#### Entries supplied ####

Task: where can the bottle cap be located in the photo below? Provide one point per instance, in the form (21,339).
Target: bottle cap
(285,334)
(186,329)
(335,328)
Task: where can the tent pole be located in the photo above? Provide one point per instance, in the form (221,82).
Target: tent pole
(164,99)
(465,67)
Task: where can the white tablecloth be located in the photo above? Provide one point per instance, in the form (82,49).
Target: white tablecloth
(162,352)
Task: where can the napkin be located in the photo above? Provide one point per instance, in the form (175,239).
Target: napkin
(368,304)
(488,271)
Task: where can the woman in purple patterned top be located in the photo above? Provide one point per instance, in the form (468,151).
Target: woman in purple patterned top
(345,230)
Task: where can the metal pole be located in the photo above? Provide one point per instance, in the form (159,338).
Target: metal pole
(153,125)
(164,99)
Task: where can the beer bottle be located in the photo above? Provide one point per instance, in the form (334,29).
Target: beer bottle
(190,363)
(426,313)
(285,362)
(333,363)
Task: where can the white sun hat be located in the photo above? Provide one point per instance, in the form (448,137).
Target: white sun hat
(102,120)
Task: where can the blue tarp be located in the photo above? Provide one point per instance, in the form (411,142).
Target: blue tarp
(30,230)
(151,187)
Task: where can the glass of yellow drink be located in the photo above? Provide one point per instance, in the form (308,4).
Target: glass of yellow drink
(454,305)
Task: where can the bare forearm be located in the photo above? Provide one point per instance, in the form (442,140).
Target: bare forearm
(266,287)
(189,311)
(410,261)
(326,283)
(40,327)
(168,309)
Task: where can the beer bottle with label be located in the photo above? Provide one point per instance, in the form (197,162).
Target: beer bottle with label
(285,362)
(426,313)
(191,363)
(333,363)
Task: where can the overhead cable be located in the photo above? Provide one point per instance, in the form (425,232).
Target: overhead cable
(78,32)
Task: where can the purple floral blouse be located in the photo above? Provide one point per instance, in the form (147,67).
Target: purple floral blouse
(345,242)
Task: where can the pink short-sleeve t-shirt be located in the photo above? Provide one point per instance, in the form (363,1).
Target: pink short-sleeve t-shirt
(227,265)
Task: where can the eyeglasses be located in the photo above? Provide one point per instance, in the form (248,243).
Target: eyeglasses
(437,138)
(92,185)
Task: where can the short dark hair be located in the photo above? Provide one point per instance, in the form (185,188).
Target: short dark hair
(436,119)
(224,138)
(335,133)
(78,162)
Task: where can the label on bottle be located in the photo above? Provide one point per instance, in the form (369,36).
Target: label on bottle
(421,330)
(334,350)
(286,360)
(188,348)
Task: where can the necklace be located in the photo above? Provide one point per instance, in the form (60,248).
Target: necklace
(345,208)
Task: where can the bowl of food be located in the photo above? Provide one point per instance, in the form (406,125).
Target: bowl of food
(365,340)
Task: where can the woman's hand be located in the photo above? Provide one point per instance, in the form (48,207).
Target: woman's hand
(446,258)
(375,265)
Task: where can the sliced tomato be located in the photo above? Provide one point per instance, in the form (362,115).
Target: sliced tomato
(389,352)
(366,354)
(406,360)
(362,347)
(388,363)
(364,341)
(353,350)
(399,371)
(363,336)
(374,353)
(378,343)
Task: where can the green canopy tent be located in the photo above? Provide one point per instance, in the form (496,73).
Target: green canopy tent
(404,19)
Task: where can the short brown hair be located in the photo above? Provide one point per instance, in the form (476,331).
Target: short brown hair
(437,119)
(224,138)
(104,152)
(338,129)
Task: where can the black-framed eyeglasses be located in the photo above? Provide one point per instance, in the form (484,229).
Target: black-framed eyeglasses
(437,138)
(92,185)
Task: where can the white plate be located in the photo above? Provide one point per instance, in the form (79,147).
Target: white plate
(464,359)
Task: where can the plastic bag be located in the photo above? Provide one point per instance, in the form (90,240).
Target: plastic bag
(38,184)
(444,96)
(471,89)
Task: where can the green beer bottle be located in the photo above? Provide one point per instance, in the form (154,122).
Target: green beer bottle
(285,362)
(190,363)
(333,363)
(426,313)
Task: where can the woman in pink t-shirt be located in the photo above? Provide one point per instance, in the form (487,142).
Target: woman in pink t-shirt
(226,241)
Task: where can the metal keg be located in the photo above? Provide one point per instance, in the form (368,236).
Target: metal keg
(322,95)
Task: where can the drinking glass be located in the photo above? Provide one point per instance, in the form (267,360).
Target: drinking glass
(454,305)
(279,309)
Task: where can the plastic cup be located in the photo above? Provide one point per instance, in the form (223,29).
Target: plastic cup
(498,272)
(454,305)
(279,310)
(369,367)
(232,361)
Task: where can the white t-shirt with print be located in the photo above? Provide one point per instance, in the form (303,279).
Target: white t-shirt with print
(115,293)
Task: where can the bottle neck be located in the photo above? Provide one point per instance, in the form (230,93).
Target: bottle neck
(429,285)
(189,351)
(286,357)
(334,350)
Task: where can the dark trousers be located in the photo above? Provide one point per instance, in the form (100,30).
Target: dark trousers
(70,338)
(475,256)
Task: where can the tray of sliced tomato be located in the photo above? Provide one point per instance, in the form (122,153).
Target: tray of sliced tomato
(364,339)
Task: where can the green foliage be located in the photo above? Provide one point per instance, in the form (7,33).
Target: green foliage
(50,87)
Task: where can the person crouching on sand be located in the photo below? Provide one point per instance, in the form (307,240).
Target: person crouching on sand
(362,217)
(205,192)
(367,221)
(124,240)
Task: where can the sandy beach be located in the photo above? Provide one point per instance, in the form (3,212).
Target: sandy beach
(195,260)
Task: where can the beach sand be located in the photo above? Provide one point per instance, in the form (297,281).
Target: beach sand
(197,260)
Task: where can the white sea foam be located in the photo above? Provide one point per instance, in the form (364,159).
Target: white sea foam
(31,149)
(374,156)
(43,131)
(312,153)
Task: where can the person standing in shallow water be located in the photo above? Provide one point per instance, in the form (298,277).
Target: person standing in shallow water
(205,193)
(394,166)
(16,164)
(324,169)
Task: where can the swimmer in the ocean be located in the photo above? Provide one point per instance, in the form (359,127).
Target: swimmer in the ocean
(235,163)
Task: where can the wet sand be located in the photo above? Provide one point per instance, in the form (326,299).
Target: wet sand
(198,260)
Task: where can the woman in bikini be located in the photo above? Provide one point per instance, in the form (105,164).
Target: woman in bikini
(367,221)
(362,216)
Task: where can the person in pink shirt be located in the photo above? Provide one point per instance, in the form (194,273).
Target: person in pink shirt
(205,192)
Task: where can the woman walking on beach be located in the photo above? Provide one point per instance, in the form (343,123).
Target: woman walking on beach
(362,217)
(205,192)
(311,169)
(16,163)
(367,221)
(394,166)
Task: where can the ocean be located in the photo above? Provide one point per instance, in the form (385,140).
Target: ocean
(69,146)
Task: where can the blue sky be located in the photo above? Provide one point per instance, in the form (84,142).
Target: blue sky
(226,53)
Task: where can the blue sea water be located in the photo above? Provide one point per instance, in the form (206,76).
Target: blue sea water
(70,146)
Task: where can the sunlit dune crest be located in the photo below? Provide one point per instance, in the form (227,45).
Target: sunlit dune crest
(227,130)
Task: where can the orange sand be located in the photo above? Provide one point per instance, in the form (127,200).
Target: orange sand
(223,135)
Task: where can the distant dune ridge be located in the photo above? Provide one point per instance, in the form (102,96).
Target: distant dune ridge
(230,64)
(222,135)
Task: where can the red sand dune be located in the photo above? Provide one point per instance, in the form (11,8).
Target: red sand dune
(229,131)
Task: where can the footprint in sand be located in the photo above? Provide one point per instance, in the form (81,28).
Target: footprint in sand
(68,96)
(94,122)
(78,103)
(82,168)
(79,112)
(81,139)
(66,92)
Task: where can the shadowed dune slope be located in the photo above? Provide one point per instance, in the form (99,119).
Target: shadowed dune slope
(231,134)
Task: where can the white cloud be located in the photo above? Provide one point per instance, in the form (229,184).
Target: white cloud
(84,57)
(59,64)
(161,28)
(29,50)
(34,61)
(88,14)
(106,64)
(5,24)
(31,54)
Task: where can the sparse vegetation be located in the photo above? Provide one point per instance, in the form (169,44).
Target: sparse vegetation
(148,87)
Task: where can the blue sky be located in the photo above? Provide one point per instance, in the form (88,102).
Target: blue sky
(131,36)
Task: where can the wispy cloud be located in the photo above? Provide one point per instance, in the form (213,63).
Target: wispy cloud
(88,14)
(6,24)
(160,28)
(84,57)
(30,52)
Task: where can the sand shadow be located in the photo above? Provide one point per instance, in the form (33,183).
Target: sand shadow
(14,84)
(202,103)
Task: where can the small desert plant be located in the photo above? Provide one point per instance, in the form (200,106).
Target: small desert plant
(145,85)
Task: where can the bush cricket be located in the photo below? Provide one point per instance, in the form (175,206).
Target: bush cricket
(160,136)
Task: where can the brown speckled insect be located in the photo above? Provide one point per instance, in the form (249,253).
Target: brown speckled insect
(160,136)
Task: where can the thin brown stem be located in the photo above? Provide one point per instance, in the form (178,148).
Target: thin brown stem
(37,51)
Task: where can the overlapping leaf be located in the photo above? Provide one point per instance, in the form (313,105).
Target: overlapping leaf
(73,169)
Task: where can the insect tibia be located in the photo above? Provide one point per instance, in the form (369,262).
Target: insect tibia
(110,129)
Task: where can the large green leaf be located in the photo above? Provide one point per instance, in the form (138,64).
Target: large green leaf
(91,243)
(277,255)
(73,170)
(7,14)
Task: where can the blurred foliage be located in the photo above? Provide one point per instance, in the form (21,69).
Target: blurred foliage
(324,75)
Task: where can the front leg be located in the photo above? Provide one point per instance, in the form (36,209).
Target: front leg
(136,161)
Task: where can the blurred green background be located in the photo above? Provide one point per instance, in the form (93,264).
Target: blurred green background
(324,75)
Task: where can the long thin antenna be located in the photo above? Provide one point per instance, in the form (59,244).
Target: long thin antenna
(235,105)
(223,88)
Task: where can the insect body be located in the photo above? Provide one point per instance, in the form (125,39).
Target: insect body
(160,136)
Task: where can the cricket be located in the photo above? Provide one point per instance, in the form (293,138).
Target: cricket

####

Work instructions: Retype nothing except the lines from the line holding "Task: where can the overlapping" through the last line of the entries, both included.

Solution to this task:
Task: where can the overlapping leaf be located in the photo above? Provide one point per instance, in the form (313,105).
Target: overlapping leaf
(73,169)
Task: where can the insect tibia be located in the photo above? Provide one point per instance, in the form (369,262).
Target: insect tibia
(110,129)
Task: where can the large green leaf be located in the photo above? Provide one point per instance, in the form (138,64).
Target: large green leaf
(91,243)
(277,255)
(73,170)
(7,14)
Task: where can the blurred foliage be located in the photo above? Provide one point per instance, in the form (21,69).
Target: blurred foliage
(324,75)
Task: where can the front leg be located in the photo above? Provide one point per instance, in the form (36,209).
Target: front leg
(136,161)
Task: where can the blurred green background be located in the photo above? Provide one point per instance, in the form (93,264).
Target: blurred green background
(324,75)
Task: where can the long thin antenna be located in the photo above? Provide one point per instance, in the form (59,244).
Target: long thin antenna
(235,105)
(223,88)
Task: where can the insect body be located in the photo above? Provide one point per instance, in the form (125,39).
Target: insect body
(160,136)
Task: where can the cricket be located in the photo above? Provide one point per instance, in the form (293,138).
Target: cricket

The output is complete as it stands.